_What is asked_
Give the entries again exactly, every one of them.

-- Start Provided records --

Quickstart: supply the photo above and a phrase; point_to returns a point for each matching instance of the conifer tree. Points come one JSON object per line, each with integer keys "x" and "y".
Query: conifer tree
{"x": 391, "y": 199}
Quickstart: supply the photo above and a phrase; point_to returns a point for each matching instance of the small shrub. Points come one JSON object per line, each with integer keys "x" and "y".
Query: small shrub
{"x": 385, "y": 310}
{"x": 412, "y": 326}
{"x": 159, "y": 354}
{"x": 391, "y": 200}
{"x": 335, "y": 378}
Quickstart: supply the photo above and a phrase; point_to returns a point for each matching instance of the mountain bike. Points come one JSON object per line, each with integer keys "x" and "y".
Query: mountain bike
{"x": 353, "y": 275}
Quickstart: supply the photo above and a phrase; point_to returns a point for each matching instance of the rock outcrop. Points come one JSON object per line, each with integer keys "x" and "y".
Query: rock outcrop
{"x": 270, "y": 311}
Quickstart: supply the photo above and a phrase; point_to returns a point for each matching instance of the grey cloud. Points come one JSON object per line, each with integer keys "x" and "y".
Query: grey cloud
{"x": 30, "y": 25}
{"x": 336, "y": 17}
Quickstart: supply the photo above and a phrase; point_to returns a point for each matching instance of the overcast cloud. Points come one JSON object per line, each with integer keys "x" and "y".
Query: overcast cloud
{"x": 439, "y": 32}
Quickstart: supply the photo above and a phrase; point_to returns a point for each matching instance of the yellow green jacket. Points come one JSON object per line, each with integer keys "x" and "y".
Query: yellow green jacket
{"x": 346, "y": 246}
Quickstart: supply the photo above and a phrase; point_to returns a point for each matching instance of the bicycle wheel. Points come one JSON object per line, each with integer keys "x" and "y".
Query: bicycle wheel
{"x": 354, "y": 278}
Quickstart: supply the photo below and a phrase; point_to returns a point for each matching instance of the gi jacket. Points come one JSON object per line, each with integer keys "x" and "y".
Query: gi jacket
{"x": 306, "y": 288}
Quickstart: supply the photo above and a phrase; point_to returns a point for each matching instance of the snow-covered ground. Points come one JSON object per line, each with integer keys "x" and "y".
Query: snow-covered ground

-- End Provided records --

_Correct output_
Quickstart: supply the photo above and a phrase; point_to returns a point for each matching instance of the conifer tree. Points come one JSON object per line, each with integer keys "x" and "y".
Query: conifer tree
{"x": 391, "y": 199}
Quickstart: supply the photo above and a phrase; point_to returns a point for each matching instance of the small shrub. Points come one JSON object per line, each with integer keys "x" and "y".
Query: small shrub
{"x": 385, "y": 310}
{"x": 412, "y": 326}
{"x": 159, "y": 354}
{"x": 391, "y": 200}
{"x": 335, "y": 378}
Quickstart: supply the photo above and a phrase; point_to returns a point for each matching instance of the mountain bike. Points come one JSON object per line, each with integer keys "x" and "y".
Query: mountain bike
{"x": 353, "y": 275}
Quickstart: supply the photo above and a phrase; point_to returns a point for each matching instance of the rock outcrop. Points come one JSON object per line, each with integer keys "x" and "y".
Query: rock outcrop
{"x": 270, "y": 311}
Quickstart: supply the photo above and a phrase; point_to returns a point for each matching instance of the grey cloud. Points come one JSON object per line, each with integer keys "x" and "y".
Query: grey cloud
{"x": 30, "y": 25}
{"x": 336, "y": 17}
Quickstart: supply the photo above and a phrase; point_to returns a point for each matching instance of the overcast cloud. Points come one JSON object per line, each with integer keys "x" and "y".
Query: overcast cloud
{"x": 439, "y": 32}
Quickstart: supply the photo above and a phrase; point_to returns a point for each matching instance of the yellow green jacket. Points come one JSON object per line, each with integer keys "x" and "y".
Query: yellow green jacket
{"x": 346, "y": 246}
Quickstart: supply the photo above and a phrase; point_to returns a point for each matching instance of the bicycle wheel. Points come one JSON object per line, each with integer keys "x" and "y".
Query: bicycle wheel
{"x": 354, "y": 278}
Quickstart: supply the photo below and a phrase; point_to returns a point for each matching instance of the gi jacket. Points come one JSON object per line, each with integer keys "x" and "y".
Query: gi jacket
{"x": 306, "y": 288}
Quickstart: supply the photo above and a phrase; point_to returns a point for each matching instance of the snow-covered ground. Points come one JSON object per line, each with integer keys "x" and "y".
Query: snow-covered ground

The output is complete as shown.